_WHAT THE TASK REQUIRES_
Your task is to extract the lines from the one holding "of the flowering" through the end of the material. Set them down exactly and add nothing.

(Entries from a dataset)
○ ○ ○ ○
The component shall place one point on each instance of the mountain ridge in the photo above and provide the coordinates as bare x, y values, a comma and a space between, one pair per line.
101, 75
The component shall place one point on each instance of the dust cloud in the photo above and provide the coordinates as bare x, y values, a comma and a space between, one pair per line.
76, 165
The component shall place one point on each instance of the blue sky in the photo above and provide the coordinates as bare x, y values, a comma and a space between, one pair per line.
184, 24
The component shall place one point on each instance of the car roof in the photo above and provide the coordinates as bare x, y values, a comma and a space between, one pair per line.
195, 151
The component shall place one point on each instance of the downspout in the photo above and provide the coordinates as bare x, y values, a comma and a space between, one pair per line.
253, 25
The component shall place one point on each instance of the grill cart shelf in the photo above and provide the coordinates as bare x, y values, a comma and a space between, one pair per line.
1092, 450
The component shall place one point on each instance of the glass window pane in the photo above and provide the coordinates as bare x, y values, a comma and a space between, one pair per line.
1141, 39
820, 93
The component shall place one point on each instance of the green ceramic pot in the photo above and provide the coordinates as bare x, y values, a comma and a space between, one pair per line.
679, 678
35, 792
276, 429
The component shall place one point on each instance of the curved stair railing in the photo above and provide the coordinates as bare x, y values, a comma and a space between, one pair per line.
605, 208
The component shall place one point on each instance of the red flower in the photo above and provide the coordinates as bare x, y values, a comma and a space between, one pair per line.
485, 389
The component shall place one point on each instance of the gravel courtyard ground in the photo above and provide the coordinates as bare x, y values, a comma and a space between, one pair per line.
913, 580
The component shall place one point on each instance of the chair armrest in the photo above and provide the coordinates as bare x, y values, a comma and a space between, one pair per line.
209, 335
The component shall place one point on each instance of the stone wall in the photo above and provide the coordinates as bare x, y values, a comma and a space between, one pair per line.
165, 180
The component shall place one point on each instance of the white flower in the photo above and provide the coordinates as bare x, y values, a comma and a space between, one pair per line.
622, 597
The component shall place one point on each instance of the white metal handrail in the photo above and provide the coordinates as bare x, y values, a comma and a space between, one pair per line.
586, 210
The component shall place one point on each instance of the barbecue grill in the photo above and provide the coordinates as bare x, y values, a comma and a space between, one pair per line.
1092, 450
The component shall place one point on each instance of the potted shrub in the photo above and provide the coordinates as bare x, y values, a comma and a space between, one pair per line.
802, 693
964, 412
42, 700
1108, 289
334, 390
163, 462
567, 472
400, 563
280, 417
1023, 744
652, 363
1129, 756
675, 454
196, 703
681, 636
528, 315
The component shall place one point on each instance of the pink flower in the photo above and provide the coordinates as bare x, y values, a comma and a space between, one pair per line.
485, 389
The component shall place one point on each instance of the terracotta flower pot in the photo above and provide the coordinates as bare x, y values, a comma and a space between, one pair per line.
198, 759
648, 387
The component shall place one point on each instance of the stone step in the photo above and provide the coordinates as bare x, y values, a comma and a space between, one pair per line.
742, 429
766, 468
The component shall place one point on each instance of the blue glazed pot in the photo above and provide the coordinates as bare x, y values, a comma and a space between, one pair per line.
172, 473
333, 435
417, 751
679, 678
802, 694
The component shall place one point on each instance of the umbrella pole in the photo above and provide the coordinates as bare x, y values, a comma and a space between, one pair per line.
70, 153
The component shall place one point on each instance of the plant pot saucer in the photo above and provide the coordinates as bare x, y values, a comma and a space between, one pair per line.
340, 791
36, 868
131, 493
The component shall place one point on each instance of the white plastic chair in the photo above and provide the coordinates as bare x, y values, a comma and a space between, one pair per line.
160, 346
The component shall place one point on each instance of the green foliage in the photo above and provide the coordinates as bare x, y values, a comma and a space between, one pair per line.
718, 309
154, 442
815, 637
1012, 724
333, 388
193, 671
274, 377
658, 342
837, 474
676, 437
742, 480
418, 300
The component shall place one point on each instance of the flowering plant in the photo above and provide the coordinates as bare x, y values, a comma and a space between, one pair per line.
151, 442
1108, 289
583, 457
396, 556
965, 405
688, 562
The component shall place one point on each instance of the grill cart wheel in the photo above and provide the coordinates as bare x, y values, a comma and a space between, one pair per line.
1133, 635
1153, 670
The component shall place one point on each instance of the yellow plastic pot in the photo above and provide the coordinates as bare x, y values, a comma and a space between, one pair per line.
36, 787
○ ○ ○ ○
_RESULT FOR THIS TASK_
The component shall place one point on each instance of the flowering plant in the photo above and provide the coordinates as bare x, y values, a comma and a space between, one pair per line.
151, 442
1108, 289
583, 457
396, 556
965, 405
688, 562
The component shall place one point on each instance of the grill cart wheel in the photo above and provide the coordinates as bare x, y values, a comma and a space between, one pair per line.
1133, 635
1153, 670
The component shall place one point on each instance of the yellow plastic pot in the photo above and provide the coordinates as bare x, y values, a comma and a space between, one pair per line.
36, 787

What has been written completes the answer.